#### Exercise input

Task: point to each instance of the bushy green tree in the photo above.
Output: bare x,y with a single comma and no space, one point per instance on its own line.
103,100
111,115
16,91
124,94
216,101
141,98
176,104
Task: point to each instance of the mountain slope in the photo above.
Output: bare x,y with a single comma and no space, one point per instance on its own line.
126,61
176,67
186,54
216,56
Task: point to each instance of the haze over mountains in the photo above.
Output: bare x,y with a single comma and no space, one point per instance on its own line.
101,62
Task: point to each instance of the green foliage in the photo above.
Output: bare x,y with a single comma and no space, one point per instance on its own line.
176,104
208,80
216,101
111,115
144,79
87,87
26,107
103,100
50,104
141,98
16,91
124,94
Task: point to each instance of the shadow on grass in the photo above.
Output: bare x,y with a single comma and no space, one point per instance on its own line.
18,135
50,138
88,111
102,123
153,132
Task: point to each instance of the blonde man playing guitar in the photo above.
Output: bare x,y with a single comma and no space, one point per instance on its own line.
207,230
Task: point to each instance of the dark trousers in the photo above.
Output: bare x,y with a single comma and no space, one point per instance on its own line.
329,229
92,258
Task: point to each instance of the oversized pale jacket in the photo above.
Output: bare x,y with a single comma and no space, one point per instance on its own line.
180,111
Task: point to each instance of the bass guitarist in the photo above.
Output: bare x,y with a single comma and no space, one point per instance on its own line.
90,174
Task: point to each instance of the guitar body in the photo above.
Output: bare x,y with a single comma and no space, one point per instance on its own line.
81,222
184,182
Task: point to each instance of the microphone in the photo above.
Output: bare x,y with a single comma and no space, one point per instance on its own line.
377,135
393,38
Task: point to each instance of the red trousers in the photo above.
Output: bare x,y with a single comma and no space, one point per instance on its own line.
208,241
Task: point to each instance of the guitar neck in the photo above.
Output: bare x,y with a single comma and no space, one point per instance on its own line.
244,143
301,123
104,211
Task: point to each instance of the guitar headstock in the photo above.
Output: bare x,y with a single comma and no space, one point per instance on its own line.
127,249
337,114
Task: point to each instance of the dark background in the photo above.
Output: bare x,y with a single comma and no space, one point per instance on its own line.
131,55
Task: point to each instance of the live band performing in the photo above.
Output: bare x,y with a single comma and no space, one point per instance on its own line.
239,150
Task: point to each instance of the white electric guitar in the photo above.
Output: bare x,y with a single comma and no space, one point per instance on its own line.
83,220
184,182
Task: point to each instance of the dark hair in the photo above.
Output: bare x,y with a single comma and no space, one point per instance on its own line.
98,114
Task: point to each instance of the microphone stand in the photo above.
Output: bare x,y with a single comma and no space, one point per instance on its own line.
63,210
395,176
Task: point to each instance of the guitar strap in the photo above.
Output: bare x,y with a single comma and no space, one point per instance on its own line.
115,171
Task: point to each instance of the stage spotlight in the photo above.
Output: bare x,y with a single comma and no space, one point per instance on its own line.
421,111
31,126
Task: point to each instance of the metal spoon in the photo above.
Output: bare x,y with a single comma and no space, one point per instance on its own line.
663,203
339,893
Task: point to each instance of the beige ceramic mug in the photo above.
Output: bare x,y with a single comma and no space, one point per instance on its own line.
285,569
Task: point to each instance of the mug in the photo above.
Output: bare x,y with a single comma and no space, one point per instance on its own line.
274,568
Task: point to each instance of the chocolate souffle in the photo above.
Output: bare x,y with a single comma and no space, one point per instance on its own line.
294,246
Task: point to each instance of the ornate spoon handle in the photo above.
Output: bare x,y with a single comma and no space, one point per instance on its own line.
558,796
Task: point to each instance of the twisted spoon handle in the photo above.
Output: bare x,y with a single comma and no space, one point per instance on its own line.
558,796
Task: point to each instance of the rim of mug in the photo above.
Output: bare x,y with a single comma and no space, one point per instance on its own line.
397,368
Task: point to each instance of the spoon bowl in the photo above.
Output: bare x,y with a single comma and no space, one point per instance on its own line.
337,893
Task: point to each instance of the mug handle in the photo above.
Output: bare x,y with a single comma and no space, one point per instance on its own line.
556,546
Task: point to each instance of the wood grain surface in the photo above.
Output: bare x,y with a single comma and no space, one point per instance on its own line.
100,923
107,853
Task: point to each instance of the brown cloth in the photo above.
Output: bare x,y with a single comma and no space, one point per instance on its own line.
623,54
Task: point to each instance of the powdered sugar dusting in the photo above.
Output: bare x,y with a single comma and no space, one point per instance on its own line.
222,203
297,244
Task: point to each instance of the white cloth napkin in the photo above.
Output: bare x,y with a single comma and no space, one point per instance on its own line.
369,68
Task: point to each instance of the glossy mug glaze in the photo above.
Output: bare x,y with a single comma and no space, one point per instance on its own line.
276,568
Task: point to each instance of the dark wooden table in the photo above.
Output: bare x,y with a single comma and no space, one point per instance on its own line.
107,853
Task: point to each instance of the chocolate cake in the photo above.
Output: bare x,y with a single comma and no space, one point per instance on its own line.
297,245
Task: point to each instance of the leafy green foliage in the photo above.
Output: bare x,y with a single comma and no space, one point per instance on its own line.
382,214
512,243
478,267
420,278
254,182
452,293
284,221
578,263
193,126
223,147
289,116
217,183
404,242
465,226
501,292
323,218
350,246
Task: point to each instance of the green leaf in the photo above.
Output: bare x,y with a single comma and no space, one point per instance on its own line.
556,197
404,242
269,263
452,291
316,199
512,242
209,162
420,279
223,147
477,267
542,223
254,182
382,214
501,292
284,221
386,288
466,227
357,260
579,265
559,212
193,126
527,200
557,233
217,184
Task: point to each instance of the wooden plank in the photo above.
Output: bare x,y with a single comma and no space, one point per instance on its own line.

########

:: Directions for this task ::
Can you write out all of the records again, switching every "instance" to "occurrence" and changing nothing else?

:: Full answer ::
Task: point to each occurrence of the bushy green tree in the photo above.
Output: bare x,y with a single comma and no space, one point per occurrence on its own line.
103,100
111,115
16,91
124,94
216,101
141,98
176,104
Task: point to each occurrence of the mountain slope in the photo above.
Output: bare x,y with a single comma and no space, one point per occurrence on its own line.
126,61
176,67
186,54
216,56
Task: point to each occurrence of the haze over mountains in the photo above.
Output: bare x,y with a single comma and no space, one point per occurrence on its own line.
101,62
Task: point to each occurrence of the green foliage in the photo above.
Output: bare x,y with a single comma and no space, one point per occurrence on its own line.
176,104
208,80
216,101
111,115
144,79
87,87
26,107
103,100
50,104
141,98
16,91
124,94
Task: point to each occurrence of the shadow on grass in the photo above.
Output: bare x,y with a single comma and no space, one point per occurrence on its own line.
18,135
50,138
88,111
102,123
153,132
Task: point to each occurrence of the blonde man playing guitar in the photo above.
Output: bare x,y with a single comma and no space, one point per occurrence on its own line.
207,230
Task: point to each occurrence of the dark trousers in the photo above.
Output: bare x,y with a single comma and no space, one point per occurrence on its own line.
329,229
92,258
Task: point to each occurrence of the oversized pale jacket in the photo above.
Output: bare x,y with a single comma and no space, one point per occurrence on its own line.
180,111
Task: point to each occurrence of the bass guitarist in the photo above.
Output: bare x,y with a single comma and no space, one point per occurrence on its own line.
90,174
Task: point to each occurrence of the guitar body in the photo above.
Output: bare x,y with a single comma and no space, one point per occurrence on its own line.
81,222
184,182
Task: point to each occurrence of the microphone in the photo above.
Output: bare x,y with a single comma and no space, one point per occurrence on its own line.
377,135
393,38
Task: point to each occurrence of the red trousers in the photo above.
Output: bare x,y with a single comma and no space, one point per occurrence on its own line.
208,241
Task: point to each occurrence of the guitar neck in the photo above.
Output: bare x,y with a single comma and no space, one point per occurrence on its own line.
244,143
301,123
104,211
Task: point to each occurrence of the guitar headstock in the photo above.
Output: bare x,y with a single comma and no space, one point per occurrence on its own line.
127,249
337,114
Task: point to each occurrence of the dark background in the photo above.
Output: bare x,y with a single comma and no space, one point per occurrence on its own line.
131,55
Task: point to each occurrence of the live band performing in the photo above.
Output: bare x,y with a single comma and no space, one point per occurrence on its own line.
239,150
Task: point to each occurrence of the white electric guitar in the photo above.
Output: bare x,y with a single comma and no space, one point per occurrence on its own line.
83,220
184,182
Task: point to each occurrence of the dark hair in the photo above.
Output: bare x,y with a single comma and no space, one point per occurrence on its own line.
98,114
Task: point to each occurrence of the microphone stand in the photo above.
Output: bare x,y with a single comma and no space, one point per occurrence on its own line.
63,210
395,176
Task: point to each occurrence of the guitar strap in the photo above.
Output: bare x,y with a single comma and no space, one point per occurrence on its own line.
115,171
Task: point to each occurrence of the stage spotlight in the photo above.
Output: bare x,y with a single comma and no space, one point per occurrence on its own line.
421,111
31,126
Task: point to each occurrence of the metal spoon in the photo above.
Output: bare x,y with a single comma and no space, one point per occurrence on its own line.
663,203
339,893
Task: point to each occurrence of the beige ceramic mug in the photo above.
Output: bare x,y with a single comma and no space, one point per occurrence on its own line.
285,569
Task: point to each occurrence of the mug in the photo above.
Output: bare x,y with a single comma and no space, one point per occurrence on its own line.
274,568
Task: point to each occurrence of the chocolate souffle in the photo above.
Output: bare x,y with a single comma and no space, one point per occurrence on its own line.
294,246
Task: point to each occurrence of the ornate spoon handle in the photo above.
Output: bare x,y with a single comma and no space, one point per occurrence on its own line.
558,796
Task: point to each occurrence of the twisted spoon handle in the photo above.
Output: bare x,y with a single comma and no space, one point per occurrence on its own line.
558,796
Task: point to each occurrence of the rim of mug in the photo above.
Output: bare x,y with a single comma and no space, one point per occurrence on its own line.
397,368
Task: point to each occurrence of the spoon bowl in the photo above.
Output: bare x,y with a single comma and no space, one point per occurrence on its own line.
337,893
Task: point to each occurrence of the mug handle in the photo above.
Output: bare x,y with a single comma and no space, one point per occurrence on its own line.
556,546
Task: point to each occurrence of the wood grain surface in the photo above.
Output: bare x,y with a single comma and no space, one point per occurrence on its own line.
100,923
107,853
Task: point to each occurrence of the brown cloth in the photo above.
Output: bare x,y with a single comma and no space, one point per occurrence on its own line.
623,54
Task: point to each occurrence of the powdered sugar dusting in the photo above.
Output: bare x,y with a single comma and no space, one point per occurrence on its own line.
222,203
297,244
Task: point to each occurrence of the white cloth napkin in the photo above.
Output: bare x,y with a single comma and no space, one point per occurrence on its own line.
369,68
Task: point to each occurrence of the glossy mug glaze in the photo above.
Output: bare x,y with a single comma and no space, one point per occurrence on its own line.
276,568
Task: point to each occurrence of the dark wooden table in the photo above.
Output: bare x,y with a single comma and no space, one point per occurrence on its own line.
107,853
Task: point to each occurrence of the chocolate cake in the photo above.
Output: bare x,y with a single comma and no space, one point per occurrence on its own line.
297,245
Task: point to each occurrence of the leafy green foliage in the photo above.
Output: bare x,y with a single comma and no space, one point per occurrence on its own line.
382,214
512,243
478,267
420,278
254,182
452,293
284,221
578,263
193,126
223,147
289,116
217,183
404,242
465,226
501,292
323,218
350,246
Task: point to each occurrence of the green leaf in the photo above.
Output: bare x,y with a single comma and no space, one point per occurrence on its own line.
556,197
404,242
269,263
452,291
316,199
512,242
209,162
420,279
223,147
477,267
542,223
254,182
382,214
501,292
284,221
386,288
466,227
357,260
579,265
559,212
193,126
527,200
557,233
217,184
Task: point to each occurrence of the wooden plank in the photo above.
Output: bare x,y with a single comma and no space, one point per occurrence on its own line.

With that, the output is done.